[WHAT NEEDS TO BE DONE] Set down, word for word, the rows below that start at the line containing "the white flower" and run through the final row.

[RECORDS TO PROCESS]

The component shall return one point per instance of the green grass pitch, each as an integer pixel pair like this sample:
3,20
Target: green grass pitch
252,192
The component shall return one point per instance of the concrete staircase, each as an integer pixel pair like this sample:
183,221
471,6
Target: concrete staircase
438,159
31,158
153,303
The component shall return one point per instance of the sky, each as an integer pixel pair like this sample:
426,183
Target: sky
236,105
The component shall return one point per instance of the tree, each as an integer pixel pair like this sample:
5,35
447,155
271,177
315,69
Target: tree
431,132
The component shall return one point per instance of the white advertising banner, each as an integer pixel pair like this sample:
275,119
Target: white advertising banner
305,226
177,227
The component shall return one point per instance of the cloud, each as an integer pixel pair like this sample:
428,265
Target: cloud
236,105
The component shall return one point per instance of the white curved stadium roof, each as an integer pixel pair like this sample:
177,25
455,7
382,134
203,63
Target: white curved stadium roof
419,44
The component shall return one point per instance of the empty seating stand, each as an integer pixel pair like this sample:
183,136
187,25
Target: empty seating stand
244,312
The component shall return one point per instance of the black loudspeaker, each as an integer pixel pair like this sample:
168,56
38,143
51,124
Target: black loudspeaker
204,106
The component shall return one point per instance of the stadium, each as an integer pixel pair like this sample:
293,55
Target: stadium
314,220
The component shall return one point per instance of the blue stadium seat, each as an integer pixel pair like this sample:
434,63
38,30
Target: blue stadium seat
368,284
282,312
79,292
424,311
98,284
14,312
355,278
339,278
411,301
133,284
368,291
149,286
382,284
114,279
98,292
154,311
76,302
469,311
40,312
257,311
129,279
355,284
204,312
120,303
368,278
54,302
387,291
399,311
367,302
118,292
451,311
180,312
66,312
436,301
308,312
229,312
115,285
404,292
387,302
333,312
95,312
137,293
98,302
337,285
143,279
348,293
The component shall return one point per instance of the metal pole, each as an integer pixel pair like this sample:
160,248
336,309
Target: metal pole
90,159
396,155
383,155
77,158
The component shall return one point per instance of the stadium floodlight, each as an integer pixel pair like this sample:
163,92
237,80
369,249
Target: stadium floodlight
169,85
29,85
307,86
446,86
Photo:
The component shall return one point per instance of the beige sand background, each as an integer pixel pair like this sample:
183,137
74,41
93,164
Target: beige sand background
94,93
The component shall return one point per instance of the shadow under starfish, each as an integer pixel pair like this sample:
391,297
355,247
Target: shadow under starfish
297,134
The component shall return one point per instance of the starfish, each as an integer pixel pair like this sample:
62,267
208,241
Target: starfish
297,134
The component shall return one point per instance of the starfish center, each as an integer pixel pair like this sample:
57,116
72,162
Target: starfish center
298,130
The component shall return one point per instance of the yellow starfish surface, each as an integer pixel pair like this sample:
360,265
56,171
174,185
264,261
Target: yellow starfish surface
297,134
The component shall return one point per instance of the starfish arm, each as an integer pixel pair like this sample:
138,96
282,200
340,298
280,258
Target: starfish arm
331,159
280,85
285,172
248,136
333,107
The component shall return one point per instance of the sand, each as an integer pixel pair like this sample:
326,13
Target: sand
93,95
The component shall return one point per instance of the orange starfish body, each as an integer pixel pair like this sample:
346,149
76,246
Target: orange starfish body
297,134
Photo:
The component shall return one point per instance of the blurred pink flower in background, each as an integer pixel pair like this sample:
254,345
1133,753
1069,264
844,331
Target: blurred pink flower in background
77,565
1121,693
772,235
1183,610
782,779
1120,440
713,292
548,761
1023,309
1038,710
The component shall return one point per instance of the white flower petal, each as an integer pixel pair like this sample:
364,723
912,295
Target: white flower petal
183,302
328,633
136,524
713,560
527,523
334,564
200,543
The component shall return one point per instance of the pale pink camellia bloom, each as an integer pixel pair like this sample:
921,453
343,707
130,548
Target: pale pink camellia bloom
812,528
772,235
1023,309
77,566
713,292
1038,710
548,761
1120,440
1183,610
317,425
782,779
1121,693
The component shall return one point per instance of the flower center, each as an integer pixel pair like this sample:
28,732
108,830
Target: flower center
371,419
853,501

[TASK SOLUTION]
The component shall return one point per instance of the white flower petal, each as an integer pixel pair like this sample:
364,723
912,295
Target: white flower petal
183,302
328,633
136,524
713,560
527,523
334,564
200,543
The component shall return one point per instance of the pale pink camellia bloom, each as an integer pixel pair like this sample:
921,453
343,707
130,548
Target: pale pink camellia bloom
812,528
772,235
1023,309
77,566
713,292
1038,710
548,761
1120,440
1183,610
317,425
782,779
1121,693
The component shall return one point per instance of the flower center, each as an integer pixel pair like this sample:
28,732
108,830
Target: flower center
371,419
853,501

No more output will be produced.